— Given exercise —
Reproduce the data starting at the line containing "Every instance of the man's bare" and ending at the line containing "<point>383,80</point>", keeping the request lines unchanged. In the answers, scale each point coordinate by 2.1 and round it to a whole number, with halves rounded up.

[Labeled-object pointing entries]

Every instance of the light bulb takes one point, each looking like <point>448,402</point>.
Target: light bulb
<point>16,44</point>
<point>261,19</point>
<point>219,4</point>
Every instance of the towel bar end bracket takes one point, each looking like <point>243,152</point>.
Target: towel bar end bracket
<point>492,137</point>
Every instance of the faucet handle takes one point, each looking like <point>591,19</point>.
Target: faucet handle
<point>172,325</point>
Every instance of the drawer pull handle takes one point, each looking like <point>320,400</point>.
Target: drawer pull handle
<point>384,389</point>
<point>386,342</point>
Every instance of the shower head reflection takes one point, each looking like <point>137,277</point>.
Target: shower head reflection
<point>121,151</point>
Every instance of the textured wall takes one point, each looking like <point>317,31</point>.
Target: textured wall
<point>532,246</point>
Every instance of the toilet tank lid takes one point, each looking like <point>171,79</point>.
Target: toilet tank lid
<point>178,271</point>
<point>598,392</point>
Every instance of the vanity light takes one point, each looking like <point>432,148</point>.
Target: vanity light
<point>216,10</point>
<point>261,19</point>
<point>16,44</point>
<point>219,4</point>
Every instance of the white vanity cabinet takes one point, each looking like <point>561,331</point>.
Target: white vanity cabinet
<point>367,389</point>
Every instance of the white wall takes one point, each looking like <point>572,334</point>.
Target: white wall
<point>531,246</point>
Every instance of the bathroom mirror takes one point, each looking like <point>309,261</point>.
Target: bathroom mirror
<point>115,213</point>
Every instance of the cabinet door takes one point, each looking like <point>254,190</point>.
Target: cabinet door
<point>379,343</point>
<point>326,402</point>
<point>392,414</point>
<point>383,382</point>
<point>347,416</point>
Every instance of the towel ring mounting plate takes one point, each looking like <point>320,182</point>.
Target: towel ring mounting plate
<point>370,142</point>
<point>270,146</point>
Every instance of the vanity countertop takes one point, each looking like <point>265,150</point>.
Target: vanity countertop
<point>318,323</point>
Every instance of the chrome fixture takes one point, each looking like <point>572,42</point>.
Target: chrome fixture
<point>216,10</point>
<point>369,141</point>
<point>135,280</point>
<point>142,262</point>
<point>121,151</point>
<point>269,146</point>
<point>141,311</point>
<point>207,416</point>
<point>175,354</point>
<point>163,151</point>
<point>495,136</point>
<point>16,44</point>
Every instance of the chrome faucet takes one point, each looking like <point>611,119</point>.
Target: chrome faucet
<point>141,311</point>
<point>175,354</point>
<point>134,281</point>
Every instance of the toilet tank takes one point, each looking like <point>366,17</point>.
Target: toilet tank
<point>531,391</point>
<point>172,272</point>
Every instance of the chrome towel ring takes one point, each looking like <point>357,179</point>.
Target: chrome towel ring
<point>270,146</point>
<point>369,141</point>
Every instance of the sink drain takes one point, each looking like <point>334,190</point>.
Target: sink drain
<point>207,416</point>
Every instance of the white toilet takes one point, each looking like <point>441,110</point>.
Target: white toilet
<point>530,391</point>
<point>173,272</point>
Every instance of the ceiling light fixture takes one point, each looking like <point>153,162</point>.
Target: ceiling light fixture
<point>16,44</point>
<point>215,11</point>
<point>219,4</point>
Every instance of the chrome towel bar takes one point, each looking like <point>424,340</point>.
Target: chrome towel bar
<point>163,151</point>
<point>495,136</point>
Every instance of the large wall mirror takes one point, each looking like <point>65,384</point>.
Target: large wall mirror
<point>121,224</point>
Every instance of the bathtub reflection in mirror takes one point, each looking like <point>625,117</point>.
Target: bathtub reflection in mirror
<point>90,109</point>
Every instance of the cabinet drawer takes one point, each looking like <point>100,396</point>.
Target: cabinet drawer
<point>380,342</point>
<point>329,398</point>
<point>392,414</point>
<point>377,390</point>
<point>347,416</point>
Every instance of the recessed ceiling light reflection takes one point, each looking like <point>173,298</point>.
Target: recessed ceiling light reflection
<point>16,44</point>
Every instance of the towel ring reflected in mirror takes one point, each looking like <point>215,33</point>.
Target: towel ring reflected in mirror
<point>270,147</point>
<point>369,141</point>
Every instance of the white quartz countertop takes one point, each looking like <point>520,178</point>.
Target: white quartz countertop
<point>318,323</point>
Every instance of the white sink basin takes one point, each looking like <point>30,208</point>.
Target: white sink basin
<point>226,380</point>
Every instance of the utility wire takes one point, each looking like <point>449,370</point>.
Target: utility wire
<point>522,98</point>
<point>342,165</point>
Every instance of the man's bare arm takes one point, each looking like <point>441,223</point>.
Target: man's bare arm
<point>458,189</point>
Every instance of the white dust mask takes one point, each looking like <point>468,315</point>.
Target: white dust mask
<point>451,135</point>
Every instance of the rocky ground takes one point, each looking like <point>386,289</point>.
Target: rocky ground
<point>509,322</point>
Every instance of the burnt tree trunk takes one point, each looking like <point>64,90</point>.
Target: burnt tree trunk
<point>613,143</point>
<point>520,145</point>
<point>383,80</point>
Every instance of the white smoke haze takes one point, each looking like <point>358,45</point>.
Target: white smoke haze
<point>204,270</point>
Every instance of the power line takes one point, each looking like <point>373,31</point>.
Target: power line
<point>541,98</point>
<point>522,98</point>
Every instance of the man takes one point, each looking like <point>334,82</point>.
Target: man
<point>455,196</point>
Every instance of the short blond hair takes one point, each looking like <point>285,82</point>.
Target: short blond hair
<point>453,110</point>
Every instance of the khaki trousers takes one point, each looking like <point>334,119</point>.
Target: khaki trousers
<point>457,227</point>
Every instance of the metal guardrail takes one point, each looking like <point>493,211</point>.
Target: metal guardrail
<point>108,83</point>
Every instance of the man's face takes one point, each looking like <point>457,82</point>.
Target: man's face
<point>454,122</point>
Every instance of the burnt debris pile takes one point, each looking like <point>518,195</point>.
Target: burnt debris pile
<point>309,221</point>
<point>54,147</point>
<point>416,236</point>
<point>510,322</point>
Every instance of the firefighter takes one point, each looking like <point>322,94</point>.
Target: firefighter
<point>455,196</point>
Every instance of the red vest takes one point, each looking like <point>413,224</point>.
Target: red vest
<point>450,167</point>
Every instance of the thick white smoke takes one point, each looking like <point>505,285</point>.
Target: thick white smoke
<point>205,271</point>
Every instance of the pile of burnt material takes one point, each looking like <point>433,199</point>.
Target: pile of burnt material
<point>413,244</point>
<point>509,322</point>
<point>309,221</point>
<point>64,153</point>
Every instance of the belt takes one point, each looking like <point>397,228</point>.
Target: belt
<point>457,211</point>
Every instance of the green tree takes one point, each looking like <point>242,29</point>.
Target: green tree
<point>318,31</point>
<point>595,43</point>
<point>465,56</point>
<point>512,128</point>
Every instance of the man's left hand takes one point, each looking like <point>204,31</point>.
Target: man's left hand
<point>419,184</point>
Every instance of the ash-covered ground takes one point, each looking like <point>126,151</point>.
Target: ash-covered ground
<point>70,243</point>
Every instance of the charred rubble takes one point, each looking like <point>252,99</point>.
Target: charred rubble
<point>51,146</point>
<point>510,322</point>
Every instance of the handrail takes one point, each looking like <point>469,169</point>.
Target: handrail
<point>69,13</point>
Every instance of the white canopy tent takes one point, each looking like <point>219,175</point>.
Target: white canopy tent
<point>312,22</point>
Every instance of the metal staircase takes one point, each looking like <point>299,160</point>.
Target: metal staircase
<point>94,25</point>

— Finished answer —
Every instance of the man's bare arm takes one point, each looking like <point>441,223</point>.
Target: man's bare arm
<point>962,397</point>
Every instance of the white dust mask takes one point, each looking like <point>468,315</point>.
Target: white dust mask
<point>947,284</point>
Every instance of the rocky ground takes one point, each looking like <point>386,289</point>.
Target: rocky ground
<point>1069,676</point>
Every instance of the burnt tree trunk takes one point, each looking like <point>64,90</point>.
Target: burnt tree trunk
<point>1287,300</point>
<point>1092,305</point>
<point>804,168</point>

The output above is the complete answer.